Extract, verbatim, all lines starting at the one containing "green shirt, put" and ending with the final line of the listing, and no others.

══ Items ══

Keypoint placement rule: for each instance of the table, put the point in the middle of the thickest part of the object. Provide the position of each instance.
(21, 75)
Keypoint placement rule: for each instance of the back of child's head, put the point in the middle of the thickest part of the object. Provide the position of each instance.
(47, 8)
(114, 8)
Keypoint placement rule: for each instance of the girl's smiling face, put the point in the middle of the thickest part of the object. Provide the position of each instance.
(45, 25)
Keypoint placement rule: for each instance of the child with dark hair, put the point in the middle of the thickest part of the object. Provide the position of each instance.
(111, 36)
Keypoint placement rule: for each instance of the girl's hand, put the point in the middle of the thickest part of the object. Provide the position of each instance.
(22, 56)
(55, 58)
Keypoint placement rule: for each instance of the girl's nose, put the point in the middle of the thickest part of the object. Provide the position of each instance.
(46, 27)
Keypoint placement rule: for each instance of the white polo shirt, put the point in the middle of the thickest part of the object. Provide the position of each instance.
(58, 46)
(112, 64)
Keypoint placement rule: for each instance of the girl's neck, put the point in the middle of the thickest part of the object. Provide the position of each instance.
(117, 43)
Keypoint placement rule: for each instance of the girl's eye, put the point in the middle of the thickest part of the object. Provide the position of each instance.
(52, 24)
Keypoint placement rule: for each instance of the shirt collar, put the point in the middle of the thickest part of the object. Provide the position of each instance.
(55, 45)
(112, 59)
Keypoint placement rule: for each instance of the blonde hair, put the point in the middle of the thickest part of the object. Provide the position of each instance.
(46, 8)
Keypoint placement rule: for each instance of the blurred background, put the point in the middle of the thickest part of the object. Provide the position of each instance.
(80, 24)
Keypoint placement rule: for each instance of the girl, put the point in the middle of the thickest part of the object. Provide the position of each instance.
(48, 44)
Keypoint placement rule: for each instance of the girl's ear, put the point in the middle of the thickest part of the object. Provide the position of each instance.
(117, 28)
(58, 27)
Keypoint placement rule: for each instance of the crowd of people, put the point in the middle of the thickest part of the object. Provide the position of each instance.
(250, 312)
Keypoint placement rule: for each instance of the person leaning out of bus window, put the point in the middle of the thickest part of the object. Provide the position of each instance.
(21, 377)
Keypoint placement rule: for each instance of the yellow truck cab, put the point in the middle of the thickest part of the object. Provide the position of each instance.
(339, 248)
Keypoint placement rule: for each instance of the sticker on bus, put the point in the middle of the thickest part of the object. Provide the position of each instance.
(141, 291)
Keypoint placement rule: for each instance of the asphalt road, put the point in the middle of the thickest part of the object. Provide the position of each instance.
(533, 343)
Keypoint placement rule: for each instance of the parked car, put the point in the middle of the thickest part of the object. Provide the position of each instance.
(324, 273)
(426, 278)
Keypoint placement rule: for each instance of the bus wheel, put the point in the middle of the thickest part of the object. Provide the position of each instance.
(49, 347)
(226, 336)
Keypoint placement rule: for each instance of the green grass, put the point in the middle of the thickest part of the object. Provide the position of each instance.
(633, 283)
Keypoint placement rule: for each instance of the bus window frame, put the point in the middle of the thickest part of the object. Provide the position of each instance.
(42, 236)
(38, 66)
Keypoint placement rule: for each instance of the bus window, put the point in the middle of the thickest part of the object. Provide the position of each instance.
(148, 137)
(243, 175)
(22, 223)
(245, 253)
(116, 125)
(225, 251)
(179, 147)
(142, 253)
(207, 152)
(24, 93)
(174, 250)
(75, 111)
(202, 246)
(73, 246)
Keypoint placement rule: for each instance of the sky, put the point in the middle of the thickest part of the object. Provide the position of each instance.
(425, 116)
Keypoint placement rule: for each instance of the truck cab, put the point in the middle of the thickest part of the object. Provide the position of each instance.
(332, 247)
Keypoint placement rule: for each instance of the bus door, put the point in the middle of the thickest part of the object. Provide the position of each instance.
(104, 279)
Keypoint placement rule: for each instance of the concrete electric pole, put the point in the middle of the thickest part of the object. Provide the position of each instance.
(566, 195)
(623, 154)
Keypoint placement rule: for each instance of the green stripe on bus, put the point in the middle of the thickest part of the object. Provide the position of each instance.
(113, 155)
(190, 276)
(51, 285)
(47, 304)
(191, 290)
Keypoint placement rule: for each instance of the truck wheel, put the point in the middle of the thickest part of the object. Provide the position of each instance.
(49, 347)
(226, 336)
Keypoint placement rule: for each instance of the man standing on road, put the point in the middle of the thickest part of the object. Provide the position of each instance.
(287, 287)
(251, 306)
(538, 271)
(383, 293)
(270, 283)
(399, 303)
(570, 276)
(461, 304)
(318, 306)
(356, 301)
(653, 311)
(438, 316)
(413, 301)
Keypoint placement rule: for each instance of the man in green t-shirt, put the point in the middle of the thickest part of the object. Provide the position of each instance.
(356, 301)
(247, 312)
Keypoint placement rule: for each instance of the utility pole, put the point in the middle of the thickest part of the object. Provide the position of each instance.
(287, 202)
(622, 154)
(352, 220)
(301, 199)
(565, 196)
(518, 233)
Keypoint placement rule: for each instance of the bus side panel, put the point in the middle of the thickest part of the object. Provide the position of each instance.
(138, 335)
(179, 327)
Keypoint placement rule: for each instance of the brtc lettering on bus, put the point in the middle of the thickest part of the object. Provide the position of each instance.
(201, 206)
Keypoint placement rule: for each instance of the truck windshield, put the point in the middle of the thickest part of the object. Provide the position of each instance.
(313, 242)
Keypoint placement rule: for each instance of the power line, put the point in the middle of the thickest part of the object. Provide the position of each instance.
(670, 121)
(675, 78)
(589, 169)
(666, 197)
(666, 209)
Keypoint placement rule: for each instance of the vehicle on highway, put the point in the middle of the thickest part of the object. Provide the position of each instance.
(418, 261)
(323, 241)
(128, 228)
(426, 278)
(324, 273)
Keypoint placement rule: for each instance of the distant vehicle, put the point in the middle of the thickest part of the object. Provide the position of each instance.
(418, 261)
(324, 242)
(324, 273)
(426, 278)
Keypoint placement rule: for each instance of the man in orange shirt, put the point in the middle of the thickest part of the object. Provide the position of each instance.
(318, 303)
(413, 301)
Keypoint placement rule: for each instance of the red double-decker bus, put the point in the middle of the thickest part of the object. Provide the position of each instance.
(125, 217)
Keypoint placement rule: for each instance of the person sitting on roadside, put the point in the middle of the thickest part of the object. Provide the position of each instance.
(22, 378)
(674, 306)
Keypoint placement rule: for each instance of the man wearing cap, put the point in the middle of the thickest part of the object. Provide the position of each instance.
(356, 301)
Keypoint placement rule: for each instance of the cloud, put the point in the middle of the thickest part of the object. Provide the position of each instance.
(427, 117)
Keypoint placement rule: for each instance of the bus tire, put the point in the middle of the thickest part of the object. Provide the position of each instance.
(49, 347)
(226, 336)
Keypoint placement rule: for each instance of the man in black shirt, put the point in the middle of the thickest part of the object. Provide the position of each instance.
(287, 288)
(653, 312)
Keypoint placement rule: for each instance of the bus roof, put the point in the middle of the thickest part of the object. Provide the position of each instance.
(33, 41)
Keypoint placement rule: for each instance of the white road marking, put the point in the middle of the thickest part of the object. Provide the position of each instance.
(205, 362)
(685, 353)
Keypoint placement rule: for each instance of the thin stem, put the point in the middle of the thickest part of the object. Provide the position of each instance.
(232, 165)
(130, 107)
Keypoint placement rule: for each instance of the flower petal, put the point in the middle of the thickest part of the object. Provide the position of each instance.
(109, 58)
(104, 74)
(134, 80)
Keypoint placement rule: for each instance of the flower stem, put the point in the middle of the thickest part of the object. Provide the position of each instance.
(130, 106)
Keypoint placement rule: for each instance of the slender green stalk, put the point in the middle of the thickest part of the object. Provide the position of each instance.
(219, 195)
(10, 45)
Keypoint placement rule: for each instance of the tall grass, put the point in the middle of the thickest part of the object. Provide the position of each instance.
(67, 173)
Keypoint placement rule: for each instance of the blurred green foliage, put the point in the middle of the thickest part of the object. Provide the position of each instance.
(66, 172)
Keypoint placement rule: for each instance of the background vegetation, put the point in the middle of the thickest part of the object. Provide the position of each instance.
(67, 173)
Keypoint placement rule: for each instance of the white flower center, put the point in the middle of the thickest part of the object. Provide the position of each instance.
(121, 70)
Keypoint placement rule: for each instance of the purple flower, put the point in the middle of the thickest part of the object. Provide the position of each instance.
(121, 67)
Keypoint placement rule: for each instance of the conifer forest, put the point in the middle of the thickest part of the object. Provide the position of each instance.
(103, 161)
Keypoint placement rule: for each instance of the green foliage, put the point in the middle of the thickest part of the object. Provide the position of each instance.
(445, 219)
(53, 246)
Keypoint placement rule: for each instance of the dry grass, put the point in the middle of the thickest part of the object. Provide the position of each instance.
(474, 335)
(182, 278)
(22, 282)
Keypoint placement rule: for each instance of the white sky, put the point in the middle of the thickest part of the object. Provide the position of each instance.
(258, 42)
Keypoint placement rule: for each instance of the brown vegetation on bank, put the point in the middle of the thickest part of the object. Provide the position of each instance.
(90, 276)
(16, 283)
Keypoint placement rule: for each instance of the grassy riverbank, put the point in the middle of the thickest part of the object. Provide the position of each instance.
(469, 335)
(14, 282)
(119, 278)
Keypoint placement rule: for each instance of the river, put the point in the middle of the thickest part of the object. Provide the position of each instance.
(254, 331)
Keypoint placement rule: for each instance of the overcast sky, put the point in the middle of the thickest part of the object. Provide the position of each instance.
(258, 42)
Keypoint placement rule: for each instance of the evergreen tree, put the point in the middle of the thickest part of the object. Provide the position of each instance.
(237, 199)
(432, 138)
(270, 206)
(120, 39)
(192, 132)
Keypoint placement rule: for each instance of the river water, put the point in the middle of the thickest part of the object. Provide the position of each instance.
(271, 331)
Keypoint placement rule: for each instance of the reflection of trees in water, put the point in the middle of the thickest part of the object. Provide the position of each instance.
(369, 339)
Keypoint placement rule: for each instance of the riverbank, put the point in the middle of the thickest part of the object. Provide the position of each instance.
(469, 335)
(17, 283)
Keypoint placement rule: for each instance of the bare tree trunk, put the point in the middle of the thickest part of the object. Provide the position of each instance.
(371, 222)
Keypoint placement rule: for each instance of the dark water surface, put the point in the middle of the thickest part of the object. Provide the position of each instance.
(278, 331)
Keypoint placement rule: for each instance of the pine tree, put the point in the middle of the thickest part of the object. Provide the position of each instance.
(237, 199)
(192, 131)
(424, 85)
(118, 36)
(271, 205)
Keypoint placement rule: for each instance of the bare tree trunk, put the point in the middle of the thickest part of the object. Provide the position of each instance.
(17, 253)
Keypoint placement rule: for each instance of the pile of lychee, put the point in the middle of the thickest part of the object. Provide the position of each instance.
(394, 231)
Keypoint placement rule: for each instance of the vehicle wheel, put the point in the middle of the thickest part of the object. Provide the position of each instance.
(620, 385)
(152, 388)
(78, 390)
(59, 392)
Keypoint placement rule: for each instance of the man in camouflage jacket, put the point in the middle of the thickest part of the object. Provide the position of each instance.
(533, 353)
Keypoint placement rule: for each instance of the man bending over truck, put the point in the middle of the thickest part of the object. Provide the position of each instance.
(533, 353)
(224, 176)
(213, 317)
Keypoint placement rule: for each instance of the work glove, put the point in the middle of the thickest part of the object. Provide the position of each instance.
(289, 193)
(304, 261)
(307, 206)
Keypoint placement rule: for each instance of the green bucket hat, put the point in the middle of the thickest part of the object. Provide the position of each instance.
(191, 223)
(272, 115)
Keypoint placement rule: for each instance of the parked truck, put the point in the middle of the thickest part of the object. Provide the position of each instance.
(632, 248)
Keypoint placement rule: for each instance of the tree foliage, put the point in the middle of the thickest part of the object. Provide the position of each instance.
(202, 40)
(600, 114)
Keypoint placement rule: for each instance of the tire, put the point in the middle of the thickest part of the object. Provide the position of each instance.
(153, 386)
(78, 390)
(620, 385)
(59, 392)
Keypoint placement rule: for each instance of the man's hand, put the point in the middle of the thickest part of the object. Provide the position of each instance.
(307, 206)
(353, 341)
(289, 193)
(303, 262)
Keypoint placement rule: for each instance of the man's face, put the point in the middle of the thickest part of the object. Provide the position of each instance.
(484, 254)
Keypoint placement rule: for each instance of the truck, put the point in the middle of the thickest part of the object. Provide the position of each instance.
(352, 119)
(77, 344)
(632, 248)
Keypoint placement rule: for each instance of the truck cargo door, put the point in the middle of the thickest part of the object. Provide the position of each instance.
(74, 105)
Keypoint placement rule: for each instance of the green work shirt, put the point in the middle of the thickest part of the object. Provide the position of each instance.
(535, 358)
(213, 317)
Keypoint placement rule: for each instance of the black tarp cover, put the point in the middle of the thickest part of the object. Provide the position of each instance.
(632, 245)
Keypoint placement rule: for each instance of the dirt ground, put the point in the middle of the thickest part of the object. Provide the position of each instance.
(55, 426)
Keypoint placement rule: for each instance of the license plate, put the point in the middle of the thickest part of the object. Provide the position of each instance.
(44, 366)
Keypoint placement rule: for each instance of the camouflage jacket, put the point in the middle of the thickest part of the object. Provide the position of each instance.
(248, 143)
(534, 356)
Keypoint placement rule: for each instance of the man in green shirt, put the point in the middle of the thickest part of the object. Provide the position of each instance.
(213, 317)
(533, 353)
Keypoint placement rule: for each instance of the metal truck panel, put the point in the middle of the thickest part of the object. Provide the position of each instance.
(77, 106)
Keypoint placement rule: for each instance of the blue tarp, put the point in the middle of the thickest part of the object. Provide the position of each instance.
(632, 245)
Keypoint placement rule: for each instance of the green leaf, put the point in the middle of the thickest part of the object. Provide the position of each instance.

═══

Answer to this problem
Keypoint placement rule: for each instance of the man in green shirt, put the point in the middle of the thickest part of the object. Provide the position of each instance.
(213, 317)
(533, 353)
Keypoint placement rule: for each instance of the metal truck panel, put the point in the middle of the thickest part of the object. Provide the position of each instance.
(77, 106)
Keypoint placement rule: for each instance of the blue tarp, put the point in the middle of the thickest part of the object. Provide the position of each instance.
(632, 245)
Keypoint placement rule: for each instance of the green leaf, put the point in the middle of the thickest part of the object. Provide the position of each instance.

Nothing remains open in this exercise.